Written exercise:
Turn the lines from the one containing "trace the outline of every instance of the jeans" through the one containing "197 34 L 220" into a numbered list, leaving out any blank lines.

● ● ● ●

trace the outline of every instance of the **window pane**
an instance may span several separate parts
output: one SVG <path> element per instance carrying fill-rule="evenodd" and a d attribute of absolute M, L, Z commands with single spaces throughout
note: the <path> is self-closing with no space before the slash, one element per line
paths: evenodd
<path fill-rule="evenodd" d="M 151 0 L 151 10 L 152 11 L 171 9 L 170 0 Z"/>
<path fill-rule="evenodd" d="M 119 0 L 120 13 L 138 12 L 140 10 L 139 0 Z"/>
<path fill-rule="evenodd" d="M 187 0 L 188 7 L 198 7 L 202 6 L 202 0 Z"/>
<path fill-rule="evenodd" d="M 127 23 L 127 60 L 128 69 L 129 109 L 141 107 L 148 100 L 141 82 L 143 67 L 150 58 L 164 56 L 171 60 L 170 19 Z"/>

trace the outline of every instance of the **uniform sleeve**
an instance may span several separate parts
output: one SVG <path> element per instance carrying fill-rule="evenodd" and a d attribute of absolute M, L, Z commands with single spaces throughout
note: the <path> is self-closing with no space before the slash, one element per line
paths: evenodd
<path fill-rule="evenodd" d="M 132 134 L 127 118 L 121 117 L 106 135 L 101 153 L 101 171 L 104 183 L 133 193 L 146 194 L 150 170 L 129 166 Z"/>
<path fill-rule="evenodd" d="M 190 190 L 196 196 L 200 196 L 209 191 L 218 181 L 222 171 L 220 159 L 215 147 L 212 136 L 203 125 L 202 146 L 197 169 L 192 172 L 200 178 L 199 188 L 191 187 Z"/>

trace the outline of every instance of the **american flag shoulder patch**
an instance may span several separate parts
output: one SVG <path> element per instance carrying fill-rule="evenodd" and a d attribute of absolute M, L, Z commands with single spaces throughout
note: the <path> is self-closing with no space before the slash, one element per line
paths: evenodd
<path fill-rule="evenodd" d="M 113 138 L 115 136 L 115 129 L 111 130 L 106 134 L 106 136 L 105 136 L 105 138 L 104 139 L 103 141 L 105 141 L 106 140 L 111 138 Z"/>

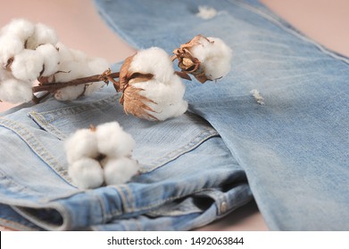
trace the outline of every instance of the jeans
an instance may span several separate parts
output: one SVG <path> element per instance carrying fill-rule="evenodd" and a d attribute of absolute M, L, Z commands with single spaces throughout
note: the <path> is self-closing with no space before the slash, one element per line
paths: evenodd
<path fill-rule="evenodd" d="M 349 229 L 348 58 L 253 0 L 95 2 L 137 49 L 170 53 L 197 34 L 220 37 L 233 49 L 232 70 L 217 83 L 187 83 L 189 110 L 162 123 L 125 115 L 110 87 L 4 113 L 0 223 L 187 230 L 254 197 L 270 229 Z M 217 14 L 198 17 L 200 5 Z M 141 173 L 128 184 L 79 190 L 67 175 L 63 141 L 112 120 L 135 138 Z"/>

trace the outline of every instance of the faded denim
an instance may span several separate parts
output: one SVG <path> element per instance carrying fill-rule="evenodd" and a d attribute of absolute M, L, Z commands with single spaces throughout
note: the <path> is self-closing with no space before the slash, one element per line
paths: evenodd
<path fill-rule="evenodd" d="M 233 68 L 218 83 L 187 83 L 189 111 L 163 123 L 124 115 L 110 87 L 70 103 L 49 100 L 6 112 L 0 221 L 43 229 L 186 230 L 253 195 L 270 229 L 349 229 L 348 58 L 253 0 L 96 4 L 137 49 L 170 53 L 197 34 L 218 36 L 234 51 Z M 199 5 L 218 14 L 203 20 Z M 66 173 L 63 141 L 112 120 L 134 136 L 142 173 L 128 184 L 78 190 Z"/>

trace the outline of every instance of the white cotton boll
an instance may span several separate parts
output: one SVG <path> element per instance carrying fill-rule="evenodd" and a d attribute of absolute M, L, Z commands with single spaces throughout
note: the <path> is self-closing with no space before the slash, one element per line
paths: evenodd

● ● ● ●

Response:
1. trace the outline of every instance of the jeans
2. an instance may span several separate parts
3. output: one SVG <path> element per instance carrying fill-rule="evenodd" and a d attribute of absolute M, L, Z commands with single spaces throughout
4. note: the <path> is self-closing with no space before the slash, one element per line
5. paths: evenodd
6. <path fill-rule="evenodd" d="M 349 229 L 348 58 L 253 0 L 95 2 L 137 49 L 170 53 L 197 34 L 220 37 L 233 49 L 232 70 L 217 83 L 187 83 L 189 110 L 162 123 L 125 115 L 110 87 L 4 113 L 0 223 L 187 230 L 254 197 L 270 229 Z M 217 14 L 198 17 L 200 5 Z M 141 173 L 128 184 L 79 190 L 67 175 L 63 141 L 112 120 L 135 138 Z"/>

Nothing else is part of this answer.